# WORK TO BE COMPLETED:
Write exactly the lines running from the start of the material below to the line that includes "the man in traditional costume", and include no pictures.

# SOURCE DATA:
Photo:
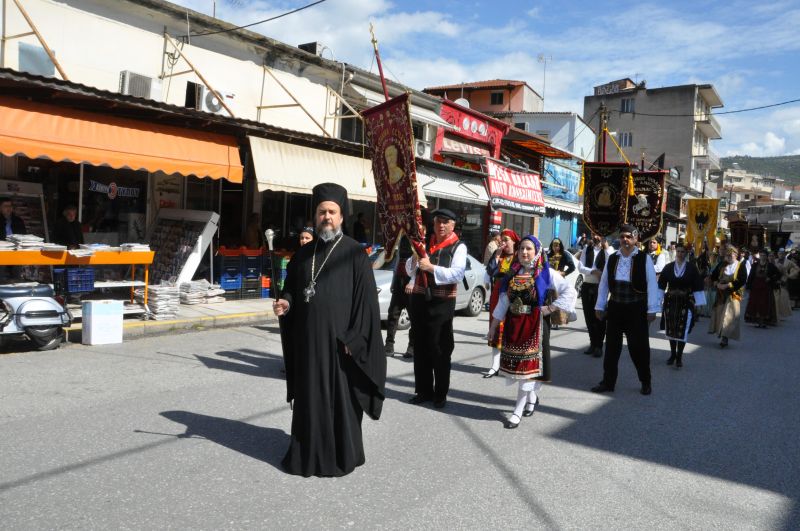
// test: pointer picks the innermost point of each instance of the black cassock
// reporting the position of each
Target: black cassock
(331, 389)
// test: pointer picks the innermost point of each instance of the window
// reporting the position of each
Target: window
(627, 105)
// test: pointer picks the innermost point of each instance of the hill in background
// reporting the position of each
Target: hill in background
(787, 167)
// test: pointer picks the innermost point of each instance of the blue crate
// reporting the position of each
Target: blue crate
(231, 282)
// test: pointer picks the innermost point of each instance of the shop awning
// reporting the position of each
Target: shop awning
(449, 185)
(285, 167)
(39, 130)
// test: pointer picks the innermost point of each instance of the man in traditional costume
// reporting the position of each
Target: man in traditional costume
(332, 345)
(728, 278)
(591, 262)
(681, 287)
(629, 281)
(532, 293)
(497, 269)
(435, 279)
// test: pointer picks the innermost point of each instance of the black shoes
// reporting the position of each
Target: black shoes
(602, 388)
(419, 399)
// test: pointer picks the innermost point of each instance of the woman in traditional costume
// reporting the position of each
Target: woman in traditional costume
(496, 270)
(728, 279)
(681, 287)
(529, 293)
(761, 308)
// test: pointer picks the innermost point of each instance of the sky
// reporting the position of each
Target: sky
(749, 51)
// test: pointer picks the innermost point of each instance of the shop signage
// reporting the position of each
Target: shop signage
(514, 191)
(112, 190)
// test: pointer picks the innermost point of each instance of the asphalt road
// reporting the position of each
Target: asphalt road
(187, 432)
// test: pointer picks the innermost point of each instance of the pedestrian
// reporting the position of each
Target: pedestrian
(761, 282)
(491, 247)
(591, 262)
(497, 269)
(332, 345)
(435, 280)
(628, 301)
(681, 287)
(399, 300)
(532, 292)
(729, 278)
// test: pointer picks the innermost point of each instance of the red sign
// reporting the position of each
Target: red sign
(514, 191)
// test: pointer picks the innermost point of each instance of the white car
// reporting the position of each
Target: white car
(469, 300)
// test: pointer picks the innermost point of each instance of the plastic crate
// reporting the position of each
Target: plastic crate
(73, 279)
(229, 282)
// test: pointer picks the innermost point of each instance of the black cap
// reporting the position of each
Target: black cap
(330, 192)
(443, 213)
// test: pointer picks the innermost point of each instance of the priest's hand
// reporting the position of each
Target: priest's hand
(426, 265)
(280, 307)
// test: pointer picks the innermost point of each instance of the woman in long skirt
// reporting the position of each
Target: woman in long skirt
(530, 293)
(497, 269)
(681, 287)
(728, 279)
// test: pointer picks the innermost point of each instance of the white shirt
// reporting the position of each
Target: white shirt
(623, 274)
(565, 297)
(443, 275)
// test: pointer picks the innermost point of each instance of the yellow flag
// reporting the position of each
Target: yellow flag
(701, 221)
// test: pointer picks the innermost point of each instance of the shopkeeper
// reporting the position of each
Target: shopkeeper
(68, 231)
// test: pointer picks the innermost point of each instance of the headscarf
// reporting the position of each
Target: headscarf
(540, 270)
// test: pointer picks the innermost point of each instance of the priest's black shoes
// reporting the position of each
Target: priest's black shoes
(420, 399)
(602, 388)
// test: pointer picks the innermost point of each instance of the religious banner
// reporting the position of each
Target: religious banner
(388, 131)
(514, 191)
(644, 208)
(605, 187)
(701, 221)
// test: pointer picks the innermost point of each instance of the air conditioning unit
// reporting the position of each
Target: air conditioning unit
(422, 149)
(140, 86)
(211, 103)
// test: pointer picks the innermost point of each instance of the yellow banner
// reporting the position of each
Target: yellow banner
(701, 221)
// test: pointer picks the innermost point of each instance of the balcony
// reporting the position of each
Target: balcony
(708, 125)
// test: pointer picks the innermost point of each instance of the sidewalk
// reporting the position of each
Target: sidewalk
(192, 317)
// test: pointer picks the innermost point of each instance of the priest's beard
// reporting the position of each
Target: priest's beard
(327, 234)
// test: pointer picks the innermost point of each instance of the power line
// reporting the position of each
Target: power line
(712, 113)
(259, 22)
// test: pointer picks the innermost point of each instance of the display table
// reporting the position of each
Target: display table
(99, 258)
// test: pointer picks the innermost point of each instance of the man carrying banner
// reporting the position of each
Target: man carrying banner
(591, 262)
(628, 300)
(433, 306)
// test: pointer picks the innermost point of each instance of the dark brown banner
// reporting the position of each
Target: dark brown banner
(605, 195)
(644, 208)
(388, 129)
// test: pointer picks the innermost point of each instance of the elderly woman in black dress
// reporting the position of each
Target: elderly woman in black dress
(681, 287)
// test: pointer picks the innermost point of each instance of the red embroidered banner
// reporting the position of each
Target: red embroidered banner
(513, 191)
(388, 131)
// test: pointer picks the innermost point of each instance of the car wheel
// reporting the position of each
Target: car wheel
(404, 321)
(475, 306)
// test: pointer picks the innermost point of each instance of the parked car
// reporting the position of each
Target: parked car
(469, 299)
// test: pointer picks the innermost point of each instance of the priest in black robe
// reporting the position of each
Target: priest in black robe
(332, 344)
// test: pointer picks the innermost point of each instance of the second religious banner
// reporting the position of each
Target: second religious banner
(389, 134)
(644, 207)
(605, 198)
(701, 222)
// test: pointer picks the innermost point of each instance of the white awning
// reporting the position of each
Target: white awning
(449, 185)
(291, 168)
(564, 206)
(372, 98)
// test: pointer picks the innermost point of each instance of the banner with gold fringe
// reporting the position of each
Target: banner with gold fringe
(701, 222)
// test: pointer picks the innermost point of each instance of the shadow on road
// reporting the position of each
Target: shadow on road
(265, 444)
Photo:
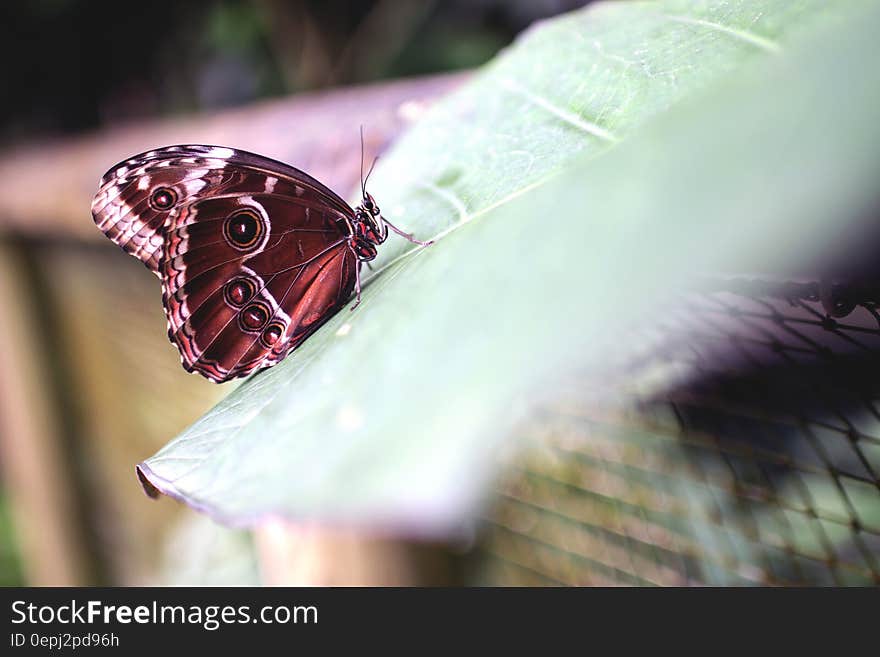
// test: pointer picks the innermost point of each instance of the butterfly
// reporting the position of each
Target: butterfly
(254, 255)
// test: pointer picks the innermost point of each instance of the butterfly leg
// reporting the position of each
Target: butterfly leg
(357, 287)
(406, 236)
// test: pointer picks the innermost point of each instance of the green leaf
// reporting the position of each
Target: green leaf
(595, 166)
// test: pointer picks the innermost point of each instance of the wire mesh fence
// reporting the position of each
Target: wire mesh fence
(748, 452)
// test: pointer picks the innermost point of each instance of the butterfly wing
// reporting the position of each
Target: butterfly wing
(252, 254)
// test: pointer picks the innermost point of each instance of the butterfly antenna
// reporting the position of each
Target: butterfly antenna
(375, 159)
(363, 182)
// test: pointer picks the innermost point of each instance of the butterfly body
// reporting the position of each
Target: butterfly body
(253, 255)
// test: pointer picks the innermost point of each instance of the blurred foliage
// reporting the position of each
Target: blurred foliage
(77, 64)
(10, 560)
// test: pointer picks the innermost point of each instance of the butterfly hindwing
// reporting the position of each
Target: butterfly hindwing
(238, 270)
(252, 253)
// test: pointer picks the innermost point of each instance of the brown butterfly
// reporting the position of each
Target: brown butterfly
(254, 255)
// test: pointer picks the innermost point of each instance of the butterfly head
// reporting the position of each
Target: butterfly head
(370, 225)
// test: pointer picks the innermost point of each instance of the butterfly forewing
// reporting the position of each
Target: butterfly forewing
(252, 253)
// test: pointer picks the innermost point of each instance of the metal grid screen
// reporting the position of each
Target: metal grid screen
(755, 463)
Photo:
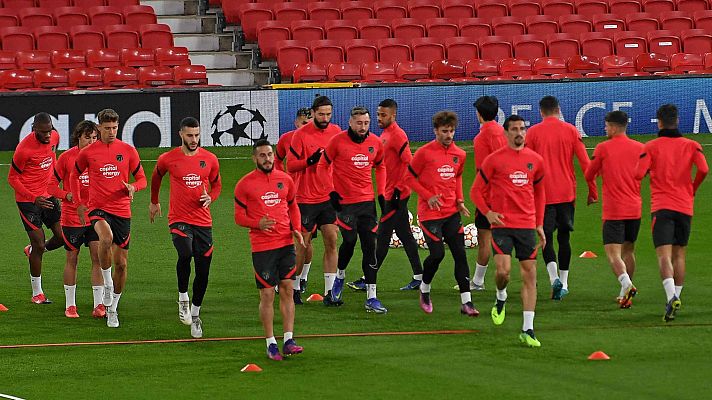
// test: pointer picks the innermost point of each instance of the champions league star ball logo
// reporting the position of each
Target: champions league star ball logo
(239, 122)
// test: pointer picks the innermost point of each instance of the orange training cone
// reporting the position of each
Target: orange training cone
(315, 297)
(588, 254)
(251, 368)
(598, 355)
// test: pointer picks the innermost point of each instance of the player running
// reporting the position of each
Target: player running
(313, 189)
(669, 160)
(109, 162)
(352, 155)
(29, 176)
(558, 142)
(265, 203)
(512, 176)
(616, 160)
(193, 171)
(435, 173)
(74, 232)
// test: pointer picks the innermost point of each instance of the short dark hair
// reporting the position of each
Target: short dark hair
(488, 107)
(388, 103)
(510, 119)
(321, 101)
(444, 118)
(619, 118)
(189, 122)
(548, 104)
(107, 115)
(668, 116)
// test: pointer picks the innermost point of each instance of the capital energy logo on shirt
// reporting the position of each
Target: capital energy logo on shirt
(192, 180)
(446, 172)
(271, 199)
(109, 171)
(360, 160)
(519, 178)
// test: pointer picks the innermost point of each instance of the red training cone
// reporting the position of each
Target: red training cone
(251, 368)
(315, 297)
(598, 355)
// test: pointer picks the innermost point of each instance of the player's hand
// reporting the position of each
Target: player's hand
(298, 238)
(205, 198)
(494, 218)
(130, 188)
(153, 210)
(434, 202)
(266, 223)
(463, 209)
(43, 202)
(315, 157)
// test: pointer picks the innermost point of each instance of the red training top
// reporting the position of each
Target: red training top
(558, 142)
(514, 180)
(440, 168)
(669, 161)
(190, 177)
(352, 163)
(32, 167)
(616, 160)
(109, 166)
(313, 187)
(260, 194)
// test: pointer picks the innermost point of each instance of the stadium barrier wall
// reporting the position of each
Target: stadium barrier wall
(236, 117)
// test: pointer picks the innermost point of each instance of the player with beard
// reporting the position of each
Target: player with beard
(193, 170)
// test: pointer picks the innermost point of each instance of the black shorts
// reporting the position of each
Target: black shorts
(76, 236)
(671, 228)
(316, 215)
(523, 241)
(620, 230)
(273, 266)
(120, 227)
(353, 216)
(33, 217)
(201, 237)
(481, 221)
(559, 216)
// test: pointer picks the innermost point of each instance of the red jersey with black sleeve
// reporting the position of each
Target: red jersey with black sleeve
(313, 187)
(397, 156)
(669, 159)
(558, 142)
(436, 169)
(615, 160)
(109, 166)
(62, 172)
(514, 178)
(260, 194)
(190, 176)
(31, 167)
(351, 165)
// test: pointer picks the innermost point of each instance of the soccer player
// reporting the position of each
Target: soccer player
(265, 203)
(74, 232)
(394, 202)
(352, 155)
(435, 173)
(488, 140)
(512, 177)
(313, 190)
(193, 170)
(616, 161)
(558, 142)
(29, 176)
(669, 160)
(281, 152)
(109, 162)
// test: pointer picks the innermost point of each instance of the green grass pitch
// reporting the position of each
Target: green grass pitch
(649, 358)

# SOLUTION TO THE PROBLEM:
Photo:
// test: pointer picks the innermost point of each instance of the black cassock
// reporting the position of each
Target: black cassock
(331, 389)
// test: pointer picks the innermost point of each instance of the window
// reporting the position of each
Target: window
(627, 105)
// test: pointer picks the innermost point of each instance of the hill in background
// reporting the position of each
Target: hill in background
(787, 167)
// test: pointer picks the innermost point of each instance of the blue crate
// reporting the position of each
Target: blue crate
(231, 282)
// test: pointer picks the innermost point of each instance of the shop awning
// reporting the position of each
Target: shop awning
(449, 185)
(285, 167)
(39, 130)
// test: pointer picks the innermost point of each instance of the man in traditional costume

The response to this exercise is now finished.